GIVEN INFORMATION >>
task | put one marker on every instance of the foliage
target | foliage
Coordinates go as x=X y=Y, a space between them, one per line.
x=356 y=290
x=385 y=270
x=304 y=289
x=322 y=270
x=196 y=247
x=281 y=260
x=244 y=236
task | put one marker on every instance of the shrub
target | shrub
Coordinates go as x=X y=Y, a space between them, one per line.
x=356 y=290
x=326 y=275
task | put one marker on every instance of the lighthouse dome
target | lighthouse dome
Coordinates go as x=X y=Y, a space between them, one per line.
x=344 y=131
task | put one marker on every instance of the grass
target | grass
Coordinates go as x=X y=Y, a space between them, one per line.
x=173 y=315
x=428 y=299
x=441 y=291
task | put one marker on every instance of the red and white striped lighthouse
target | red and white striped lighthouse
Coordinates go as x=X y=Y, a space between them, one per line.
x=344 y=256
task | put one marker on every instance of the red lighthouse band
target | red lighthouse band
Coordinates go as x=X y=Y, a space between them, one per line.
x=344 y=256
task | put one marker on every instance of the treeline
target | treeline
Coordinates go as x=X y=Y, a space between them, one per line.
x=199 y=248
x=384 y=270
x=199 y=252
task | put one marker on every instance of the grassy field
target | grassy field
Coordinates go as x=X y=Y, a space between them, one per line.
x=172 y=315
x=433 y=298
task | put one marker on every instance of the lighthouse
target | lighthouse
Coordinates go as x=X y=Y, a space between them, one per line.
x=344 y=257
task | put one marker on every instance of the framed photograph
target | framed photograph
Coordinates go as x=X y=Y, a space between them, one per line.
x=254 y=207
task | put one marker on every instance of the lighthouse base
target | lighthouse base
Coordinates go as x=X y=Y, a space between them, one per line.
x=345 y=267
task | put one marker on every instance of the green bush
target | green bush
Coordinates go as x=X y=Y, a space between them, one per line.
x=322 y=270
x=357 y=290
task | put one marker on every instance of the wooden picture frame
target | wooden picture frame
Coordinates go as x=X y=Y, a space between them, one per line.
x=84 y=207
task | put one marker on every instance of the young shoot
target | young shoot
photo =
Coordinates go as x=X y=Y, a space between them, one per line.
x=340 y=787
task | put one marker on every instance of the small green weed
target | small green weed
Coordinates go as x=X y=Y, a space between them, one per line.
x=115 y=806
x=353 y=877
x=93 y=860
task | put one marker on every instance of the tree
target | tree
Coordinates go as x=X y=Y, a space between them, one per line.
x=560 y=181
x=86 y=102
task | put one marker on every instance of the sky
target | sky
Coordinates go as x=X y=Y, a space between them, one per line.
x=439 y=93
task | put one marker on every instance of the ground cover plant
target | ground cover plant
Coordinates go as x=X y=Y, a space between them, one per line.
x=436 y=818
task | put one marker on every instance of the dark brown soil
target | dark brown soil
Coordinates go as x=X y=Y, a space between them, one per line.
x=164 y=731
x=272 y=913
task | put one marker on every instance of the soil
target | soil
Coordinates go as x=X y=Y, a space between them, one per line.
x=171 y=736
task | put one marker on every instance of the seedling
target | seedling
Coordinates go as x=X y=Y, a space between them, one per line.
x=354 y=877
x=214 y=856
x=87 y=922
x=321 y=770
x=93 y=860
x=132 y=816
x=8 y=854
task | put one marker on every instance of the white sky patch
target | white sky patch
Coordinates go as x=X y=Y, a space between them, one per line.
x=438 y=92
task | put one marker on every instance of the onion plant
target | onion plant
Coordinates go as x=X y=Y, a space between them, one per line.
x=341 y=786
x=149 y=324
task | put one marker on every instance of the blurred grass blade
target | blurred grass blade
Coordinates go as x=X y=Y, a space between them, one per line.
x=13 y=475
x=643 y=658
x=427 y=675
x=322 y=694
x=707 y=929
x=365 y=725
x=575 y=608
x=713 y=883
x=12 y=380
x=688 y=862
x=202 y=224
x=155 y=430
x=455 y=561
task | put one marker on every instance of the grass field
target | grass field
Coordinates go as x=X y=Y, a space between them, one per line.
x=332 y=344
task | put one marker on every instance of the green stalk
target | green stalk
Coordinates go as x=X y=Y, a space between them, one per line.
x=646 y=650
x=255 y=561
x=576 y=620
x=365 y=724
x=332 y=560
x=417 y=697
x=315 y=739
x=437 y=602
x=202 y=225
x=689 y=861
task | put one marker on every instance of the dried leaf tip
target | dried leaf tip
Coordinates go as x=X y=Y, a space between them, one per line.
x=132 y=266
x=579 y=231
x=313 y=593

BRIEF >> Scale the material from the line with "task | put one marker on every instance of the white" through the end, writing every one of those lines out again, requests included. Multiply each x and y coordinate in the answers by 0.5 and round to whole numbers, with halves rounding up.

FINAL ANSWER >>
task | put one marker on every instance of the white sky patch
target | white sky patch
Coordinates go as x=X y=Y, a space between them, one per line.
x=219 y=46
task | put one marker on every instance of the onion plant
target | onion plant
Coordinates go as x=X y=Y, a space between them, one per line.
x=171 y=393
x=75 y=162
task | put one marker on every instance of the blurred grass blade
target | blurred grass blade
Coordinates go as x=X y=Y, a space between them, one per line.
x=7 y=238
x=322 y=329
x=214 y=338
x=161 y=347
x=354 y=465
x=183 y=363
x=288 y=304
x=357 y=442
x=6 y=190
x=344 y=431
x=101 y=112
x=78 y=215
x=228 y=281
task | put one marker on every instance of the grass field
target | grass field
Coordinates go as x=X y=Y, a space between them, one per line.
x=166 y=172
task | put one marker on every instance of the green stalk
target | green stalk
Coordinates go as x=X y=Y, a space between them, one per line.
x=323 y=325
x=128 y=281
x=288 y=310
x=183 y=362
x=166 y=280
x=209 y=349
x=158 y=370
x=219 y=301
x=101 y=113
x=345 y=431
task | put one marker on every instance of the dried leaf tip
target | dried leaf tip
Coordinates go as x=X y=Y, a space between them, one per line.
x=66 y=133
x=290 y=116
x=157 y=297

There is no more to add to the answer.